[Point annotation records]
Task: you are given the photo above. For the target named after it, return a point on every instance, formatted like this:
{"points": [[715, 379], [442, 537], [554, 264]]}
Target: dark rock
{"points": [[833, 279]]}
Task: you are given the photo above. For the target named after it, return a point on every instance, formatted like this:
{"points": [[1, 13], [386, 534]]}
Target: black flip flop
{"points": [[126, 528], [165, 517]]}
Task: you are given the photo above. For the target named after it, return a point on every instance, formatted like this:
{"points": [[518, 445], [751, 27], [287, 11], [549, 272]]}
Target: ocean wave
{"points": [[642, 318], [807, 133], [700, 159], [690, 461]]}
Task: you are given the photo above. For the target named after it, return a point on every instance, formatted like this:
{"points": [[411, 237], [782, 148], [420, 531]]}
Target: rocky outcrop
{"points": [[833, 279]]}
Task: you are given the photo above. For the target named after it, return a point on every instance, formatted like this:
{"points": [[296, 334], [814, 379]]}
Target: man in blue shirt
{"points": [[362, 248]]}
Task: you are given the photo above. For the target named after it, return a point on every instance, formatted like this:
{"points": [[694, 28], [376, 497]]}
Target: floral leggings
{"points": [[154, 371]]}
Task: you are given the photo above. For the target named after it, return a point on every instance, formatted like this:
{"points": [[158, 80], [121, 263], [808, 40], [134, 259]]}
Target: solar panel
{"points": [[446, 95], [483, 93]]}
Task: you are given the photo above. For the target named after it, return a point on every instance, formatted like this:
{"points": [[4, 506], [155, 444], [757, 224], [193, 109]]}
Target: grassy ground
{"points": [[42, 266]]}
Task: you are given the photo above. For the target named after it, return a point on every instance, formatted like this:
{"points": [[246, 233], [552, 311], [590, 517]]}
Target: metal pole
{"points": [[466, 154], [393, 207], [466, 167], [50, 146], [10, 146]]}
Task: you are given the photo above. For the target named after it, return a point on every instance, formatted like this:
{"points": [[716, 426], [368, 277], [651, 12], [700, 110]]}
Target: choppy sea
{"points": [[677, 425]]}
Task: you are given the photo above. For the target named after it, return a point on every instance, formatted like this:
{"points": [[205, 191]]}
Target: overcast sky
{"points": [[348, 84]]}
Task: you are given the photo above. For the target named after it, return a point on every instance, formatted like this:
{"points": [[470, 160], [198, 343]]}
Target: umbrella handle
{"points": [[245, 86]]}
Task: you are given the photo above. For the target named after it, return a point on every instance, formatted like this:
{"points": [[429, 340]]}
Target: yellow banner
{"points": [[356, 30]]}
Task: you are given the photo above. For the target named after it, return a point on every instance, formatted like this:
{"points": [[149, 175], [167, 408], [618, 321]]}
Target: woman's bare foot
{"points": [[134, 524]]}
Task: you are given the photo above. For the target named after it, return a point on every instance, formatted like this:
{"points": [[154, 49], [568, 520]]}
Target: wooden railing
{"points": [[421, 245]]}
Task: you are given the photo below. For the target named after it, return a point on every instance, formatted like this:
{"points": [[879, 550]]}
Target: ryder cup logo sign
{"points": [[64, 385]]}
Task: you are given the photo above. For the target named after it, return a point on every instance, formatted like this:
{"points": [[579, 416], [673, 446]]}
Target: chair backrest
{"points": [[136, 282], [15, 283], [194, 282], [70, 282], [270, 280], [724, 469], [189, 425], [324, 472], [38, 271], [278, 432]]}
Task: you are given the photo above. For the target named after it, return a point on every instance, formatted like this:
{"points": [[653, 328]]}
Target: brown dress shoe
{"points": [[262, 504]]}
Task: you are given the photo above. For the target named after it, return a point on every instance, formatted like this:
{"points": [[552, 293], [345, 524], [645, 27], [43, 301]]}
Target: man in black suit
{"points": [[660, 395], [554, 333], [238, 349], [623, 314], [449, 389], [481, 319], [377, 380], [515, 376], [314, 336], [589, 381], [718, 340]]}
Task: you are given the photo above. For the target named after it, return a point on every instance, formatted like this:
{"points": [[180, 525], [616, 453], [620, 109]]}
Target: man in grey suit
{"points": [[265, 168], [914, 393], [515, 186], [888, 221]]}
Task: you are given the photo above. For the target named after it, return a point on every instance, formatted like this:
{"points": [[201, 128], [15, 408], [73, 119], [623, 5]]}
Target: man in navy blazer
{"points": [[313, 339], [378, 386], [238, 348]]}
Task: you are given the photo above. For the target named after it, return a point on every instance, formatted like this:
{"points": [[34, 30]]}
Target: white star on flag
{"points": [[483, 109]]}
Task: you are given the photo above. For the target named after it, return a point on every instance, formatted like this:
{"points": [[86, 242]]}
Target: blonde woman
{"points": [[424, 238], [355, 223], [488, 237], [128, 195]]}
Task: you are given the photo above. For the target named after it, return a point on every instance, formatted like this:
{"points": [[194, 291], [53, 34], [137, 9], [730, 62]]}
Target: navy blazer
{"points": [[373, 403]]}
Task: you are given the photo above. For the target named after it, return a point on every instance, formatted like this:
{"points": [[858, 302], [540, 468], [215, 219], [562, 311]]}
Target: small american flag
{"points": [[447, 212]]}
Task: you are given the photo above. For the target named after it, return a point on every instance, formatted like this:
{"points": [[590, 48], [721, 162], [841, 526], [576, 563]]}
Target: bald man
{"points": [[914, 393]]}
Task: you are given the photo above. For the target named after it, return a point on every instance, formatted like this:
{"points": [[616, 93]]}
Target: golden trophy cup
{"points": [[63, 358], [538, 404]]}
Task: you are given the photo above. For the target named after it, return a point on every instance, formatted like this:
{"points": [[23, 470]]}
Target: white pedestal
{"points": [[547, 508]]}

...

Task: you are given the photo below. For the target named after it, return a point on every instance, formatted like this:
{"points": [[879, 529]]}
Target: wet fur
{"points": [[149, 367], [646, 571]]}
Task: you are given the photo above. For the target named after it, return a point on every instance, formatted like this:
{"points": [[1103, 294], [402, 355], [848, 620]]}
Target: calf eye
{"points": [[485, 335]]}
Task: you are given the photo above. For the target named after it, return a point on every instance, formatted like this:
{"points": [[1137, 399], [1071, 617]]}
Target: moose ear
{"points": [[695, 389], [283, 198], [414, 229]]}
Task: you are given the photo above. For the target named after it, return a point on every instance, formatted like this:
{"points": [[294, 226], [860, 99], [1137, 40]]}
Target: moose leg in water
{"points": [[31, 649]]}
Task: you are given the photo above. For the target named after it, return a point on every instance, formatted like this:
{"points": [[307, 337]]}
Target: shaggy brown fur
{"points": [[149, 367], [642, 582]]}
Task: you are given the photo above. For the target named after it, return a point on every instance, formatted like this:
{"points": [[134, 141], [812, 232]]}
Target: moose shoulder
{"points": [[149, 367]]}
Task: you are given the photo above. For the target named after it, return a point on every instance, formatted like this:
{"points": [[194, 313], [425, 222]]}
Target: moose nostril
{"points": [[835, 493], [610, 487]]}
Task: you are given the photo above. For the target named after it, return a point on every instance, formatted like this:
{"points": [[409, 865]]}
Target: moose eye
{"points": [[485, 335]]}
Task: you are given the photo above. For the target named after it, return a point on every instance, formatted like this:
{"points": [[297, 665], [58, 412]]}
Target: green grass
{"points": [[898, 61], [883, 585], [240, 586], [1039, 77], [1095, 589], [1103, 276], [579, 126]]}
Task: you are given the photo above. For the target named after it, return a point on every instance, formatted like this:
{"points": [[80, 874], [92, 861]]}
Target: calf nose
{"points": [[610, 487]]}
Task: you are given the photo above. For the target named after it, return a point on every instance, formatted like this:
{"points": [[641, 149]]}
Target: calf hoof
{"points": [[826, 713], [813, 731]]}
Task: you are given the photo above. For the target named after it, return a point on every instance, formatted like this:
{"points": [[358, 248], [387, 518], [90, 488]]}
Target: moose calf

...

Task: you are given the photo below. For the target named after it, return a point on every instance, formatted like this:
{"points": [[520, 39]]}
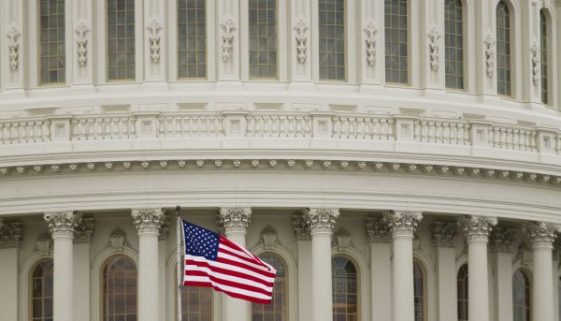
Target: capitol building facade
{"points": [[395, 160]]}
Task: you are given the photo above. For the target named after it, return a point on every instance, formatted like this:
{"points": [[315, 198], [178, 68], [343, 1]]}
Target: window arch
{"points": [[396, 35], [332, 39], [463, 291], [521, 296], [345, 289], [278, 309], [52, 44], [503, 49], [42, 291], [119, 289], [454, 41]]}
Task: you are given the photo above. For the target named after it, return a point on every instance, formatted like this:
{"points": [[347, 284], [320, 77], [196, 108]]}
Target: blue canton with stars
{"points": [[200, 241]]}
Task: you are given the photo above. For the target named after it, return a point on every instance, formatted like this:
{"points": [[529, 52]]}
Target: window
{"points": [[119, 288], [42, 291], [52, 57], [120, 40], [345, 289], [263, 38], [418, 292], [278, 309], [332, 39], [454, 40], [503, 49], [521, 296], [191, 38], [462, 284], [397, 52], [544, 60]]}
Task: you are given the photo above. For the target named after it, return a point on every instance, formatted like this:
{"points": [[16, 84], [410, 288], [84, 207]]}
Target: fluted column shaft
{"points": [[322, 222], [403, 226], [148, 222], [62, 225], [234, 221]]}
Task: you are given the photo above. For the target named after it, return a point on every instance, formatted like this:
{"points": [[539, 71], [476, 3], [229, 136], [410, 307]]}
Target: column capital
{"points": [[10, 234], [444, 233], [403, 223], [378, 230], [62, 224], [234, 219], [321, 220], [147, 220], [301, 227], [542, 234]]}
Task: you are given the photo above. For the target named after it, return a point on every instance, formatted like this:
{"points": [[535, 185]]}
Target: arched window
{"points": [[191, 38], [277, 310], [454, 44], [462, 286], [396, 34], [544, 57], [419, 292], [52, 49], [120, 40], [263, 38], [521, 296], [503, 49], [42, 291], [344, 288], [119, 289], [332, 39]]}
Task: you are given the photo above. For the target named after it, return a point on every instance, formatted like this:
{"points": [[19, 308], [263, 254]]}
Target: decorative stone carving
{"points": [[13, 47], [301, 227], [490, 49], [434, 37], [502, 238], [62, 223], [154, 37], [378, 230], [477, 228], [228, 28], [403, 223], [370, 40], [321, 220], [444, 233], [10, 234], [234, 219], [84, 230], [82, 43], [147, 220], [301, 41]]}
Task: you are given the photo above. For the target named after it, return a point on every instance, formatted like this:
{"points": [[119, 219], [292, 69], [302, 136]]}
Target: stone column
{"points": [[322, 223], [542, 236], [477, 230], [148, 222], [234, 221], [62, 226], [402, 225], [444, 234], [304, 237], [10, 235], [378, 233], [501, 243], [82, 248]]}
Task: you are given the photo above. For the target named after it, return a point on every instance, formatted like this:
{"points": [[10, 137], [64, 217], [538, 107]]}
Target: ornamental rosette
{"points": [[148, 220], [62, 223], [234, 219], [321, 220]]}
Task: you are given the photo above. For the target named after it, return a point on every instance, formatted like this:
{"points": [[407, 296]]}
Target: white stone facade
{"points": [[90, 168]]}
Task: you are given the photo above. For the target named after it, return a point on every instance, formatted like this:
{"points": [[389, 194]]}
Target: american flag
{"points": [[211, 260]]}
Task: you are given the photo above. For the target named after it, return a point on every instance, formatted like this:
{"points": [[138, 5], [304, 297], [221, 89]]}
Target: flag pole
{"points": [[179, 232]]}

**Problem to work on**. Find every line in the records that contains the word "black", matching case exactly, and copy each of those lines.

**Answer to the task**.
Target: black flip flop
Target: man in black suit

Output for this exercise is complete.